[Supplied material]
* BEGIN *

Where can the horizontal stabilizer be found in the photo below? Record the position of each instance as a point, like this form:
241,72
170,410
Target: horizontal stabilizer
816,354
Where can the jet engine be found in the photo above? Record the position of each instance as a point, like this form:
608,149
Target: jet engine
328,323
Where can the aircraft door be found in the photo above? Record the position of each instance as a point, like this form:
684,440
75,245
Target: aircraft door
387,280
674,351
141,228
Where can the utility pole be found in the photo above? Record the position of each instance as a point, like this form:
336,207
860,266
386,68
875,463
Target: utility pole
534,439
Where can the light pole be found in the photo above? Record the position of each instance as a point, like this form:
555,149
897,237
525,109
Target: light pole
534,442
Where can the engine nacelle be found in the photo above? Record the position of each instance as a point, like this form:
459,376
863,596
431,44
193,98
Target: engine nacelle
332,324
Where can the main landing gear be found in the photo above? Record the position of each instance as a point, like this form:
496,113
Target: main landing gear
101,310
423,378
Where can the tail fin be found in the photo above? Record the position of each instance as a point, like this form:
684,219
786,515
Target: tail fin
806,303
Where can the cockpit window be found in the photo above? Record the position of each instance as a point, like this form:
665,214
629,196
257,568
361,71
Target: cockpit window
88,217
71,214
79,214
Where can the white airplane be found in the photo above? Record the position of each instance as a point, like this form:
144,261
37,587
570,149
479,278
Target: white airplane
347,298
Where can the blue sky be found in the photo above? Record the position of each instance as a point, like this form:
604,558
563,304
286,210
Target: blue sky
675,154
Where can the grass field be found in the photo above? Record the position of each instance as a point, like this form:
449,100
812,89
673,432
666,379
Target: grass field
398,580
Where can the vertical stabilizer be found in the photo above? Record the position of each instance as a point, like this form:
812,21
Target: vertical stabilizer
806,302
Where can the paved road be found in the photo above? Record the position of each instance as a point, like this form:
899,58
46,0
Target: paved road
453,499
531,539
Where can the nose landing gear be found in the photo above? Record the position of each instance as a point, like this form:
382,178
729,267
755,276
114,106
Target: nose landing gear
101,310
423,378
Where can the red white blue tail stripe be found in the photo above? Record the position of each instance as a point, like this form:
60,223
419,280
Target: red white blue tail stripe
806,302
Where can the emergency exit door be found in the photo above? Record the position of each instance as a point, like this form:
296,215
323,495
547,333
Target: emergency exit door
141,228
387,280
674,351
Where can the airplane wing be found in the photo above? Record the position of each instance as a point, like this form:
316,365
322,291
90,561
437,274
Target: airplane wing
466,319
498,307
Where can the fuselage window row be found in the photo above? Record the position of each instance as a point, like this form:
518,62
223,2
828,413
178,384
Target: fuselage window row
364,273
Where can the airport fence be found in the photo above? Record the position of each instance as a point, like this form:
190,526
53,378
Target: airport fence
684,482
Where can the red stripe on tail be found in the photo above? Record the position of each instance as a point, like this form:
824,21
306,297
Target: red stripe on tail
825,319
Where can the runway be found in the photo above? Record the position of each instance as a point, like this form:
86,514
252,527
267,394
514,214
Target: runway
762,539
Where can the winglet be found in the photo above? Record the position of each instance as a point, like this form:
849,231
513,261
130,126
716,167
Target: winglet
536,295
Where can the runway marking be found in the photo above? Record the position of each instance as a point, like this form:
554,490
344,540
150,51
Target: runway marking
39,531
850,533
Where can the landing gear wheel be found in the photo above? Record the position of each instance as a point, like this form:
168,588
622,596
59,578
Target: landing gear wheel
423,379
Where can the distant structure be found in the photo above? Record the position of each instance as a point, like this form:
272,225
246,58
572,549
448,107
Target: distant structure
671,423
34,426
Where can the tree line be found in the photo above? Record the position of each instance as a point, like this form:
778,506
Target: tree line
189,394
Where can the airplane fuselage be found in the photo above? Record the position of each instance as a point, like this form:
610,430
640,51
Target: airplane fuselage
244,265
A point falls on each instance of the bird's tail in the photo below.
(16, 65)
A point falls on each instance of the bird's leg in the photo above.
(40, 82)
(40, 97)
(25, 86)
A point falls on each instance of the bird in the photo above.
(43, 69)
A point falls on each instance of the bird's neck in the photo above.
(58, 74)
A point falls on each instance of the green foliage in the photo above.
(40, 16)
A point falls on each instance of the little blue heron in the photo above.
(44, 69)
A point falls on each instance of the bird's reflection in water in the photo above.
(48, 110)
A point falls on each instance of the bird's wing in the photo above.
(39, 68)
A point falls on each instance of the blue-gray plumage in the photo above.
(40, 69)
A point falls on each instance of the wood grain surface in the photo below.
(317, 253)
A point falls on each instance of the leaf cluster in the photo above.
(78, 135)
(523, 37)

* END *

[The task] Express the stretch of material from the line containing "A point falls on each instance of the blue-gray" through the end of the material as a two-column CSV with the headers text and answer. Give one row per entry, with its wording and its answer each in a single quoted field and line breaks turned into spaces.

[The response]
text,answer
"A point falls on each instance of the blue-gray plumage in the photo above.","(40, 69)"
"A point falls on each instance of the wood grain surface in the photo below.","(317, 253)"
"A point falls on each instance of the leaf cluster in the photo above.","(78, 135) (523, 37)"